◆ ENTRIES SUPPLIED
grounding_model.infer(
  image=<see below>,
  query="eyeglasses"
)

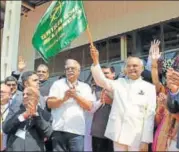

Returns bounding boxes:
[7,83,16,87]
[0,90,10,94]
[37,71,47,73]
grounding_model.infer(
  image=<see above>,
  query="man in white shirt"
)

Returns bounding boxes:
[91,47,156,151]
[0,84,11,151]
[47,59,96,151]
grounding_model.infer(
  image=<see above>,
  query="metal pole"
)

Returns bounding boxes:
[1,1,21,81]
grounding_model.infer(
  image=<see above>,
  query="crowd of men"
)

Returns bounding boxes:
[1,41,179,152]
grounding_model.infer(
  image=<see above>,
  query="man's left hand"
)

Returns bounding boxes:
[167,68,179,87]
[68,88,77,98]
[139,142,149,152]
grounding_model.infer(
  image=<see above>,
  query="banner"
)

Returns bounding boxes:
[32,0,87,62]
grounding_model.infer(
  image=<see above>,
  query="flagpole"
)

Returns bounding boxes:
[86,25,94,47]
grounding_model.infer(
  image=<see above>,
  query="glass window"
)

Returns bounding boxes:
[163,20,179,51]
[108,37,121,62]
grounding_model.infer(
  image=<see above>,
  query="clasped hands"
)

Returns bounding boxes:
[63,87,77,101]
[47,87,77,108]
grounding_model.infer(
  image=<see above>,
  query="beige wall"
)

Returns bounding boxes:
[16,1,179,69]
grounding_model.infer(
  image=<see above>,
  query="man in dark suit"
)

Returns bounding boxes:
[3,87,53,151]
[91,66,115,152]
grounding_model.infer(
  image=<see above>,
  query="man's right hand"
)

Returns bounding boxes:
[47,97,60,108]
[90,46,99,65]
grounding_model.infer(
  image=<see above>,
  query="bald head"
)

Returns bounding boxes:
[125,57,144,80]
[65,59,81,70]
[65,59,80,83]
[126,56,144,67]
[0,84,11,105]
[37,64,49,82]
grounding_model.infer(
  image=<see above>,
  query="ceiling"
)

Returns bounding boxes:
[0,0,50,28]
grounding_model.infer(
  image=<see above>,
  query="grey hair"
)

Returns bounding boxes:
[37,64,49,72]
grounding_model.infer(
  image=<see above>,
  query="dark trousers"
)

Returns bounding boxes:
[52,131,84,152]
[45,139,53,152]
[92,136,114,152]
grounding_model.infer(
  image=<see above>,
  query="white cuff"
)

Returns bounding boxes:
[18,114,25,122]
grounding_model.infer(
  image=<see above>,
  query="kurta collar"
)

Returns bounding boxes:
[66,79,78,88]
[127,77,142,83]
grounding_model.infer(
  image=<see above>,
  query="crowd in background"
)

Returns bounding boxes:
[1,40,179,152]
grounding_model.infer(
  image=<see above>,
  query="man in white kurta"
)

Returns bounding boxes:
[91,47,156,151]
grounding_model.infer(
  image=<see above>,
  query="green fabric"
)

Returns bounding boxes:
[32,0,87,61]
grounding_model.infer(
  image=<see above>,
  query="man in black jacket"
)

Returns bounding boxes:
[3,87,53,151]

==

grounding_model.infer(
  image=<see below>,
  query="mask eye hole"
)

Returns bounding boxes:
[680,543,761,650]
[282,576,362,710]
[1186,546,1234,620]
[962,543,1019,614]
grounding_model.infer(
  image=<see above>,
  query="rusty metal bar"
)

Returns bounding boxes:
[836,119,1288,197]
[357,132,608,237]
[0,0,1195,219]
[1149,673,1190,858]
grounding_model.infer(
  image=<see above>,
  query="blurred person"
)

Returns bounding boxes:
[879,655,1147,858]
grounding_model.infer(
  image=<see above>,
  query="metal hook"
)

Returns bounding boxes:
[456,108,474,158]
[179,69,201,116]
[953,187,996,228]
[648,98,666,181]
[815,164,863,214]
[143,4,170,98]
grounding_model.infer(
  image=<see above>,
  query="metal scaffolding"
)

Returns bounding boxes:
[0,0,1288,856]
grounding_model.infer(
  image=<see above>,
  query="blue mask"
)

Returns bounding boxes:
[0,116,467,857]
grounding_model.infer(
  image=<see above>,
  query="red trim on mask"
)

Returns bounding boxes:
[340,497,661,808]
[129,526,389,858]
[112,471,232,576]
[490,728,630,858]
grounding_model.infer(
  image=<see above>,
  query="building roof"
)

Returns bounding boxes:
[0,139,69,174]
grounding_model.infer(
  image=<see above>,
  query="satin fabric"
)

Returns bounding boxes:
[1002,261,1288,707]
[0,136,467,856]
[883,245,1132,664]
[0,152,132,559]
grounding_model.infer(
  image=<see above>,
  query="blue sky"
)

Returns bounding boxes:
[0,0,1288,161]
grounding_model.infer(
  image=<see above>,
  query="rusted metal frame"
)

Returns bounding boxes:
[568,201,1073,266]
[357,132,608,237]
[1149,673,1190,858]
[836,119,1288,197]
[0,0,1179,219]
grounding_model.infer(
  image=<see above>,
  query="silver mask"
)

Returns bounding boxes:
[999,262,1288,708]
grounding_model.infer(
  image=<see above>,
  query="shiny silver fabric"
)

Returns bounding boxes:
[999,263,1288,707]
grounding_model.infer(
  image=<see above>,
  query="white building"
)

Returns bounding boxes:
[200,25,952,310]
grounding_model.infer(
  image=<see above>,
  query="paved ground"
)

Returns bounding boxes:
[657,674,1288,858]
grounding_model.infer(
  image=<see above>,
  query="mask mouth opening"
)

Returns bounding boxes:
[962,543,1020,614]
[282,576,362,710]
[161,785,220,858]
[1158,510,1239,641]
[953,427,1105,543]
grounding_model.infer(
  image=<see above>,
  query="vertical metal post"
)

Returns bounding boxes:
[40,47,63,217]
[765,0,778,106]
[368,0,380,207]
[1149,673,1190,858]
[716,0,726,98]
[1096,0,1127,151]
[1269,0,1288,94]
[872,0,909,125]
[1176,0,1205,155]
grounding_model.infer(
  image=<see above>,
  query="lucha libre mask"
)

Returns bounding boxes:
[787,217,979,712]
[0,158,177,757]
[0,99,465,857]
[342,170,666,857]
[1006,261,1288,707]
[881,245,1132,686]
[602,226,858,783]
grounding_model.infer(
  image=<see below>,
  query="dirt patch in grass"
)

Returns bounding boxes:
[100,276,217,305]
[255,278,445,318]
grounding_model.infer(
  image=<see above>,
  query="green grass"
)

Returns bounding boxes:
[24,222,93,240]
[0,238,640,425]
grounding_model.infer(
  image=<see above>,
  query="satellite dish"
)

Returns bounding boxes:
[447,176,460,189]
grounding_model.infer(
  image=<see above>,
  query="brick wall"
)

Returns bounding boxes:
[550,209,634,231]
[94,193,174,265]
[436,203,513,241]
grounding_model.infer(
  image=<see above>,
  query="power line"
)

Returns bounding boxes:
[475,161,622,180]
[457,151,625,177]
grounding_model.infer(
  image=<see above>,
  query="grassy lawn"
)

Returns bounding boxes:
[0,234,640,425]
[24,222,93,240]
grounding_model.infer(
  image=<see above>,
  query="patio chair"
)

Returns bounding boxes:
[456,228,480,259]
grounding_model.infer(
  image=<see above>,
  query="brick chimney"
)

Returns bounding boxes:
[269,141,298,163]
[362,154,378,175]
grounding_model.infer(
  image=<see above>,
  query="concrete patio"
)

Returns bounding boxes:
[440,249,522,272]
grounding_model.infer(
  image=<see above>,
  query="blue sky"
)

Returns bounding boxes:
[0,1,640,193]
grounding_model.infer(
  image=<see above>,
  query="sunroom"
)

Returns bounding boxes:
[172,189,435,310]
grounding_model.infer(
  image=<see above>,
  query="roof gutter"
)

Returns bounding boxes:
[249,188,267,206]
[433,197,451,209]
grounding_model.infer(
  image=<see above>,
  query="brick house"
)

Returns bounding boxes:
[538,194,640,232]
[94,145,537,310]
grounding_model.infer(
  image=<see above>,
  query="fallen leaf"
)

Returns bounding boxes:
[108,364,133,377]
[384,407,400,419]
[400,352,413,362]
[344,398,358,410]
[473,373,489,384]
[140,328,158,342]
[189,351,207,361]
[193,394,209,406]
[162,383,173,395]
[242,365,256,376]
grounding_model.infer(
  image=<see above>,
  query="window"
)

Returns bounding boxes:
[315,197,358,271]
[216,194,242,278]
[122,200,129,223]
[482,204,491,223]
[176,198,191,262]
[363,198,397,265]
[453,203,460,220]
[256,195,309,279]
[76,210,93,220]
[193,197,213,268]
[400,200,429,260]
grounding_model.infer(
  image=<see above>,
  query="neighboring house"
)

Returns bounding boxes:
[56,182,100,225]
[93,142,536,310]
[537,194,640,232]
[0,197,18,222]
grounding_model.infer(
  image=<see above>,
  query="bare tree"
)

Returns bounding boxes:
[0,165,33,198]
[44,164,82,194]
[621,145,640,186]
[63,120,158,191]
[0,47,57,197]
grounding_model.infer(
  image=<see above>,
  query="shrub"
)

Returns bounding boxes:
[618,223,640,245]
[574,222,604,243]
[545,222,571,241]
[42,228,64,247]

◆ WHAT TO DO
Locate every line in the records that contains the string "crowd" and copy each one unchanged.

◆ CORRECT OUTPUT
  query="crowd of men"
  query="crowd in background"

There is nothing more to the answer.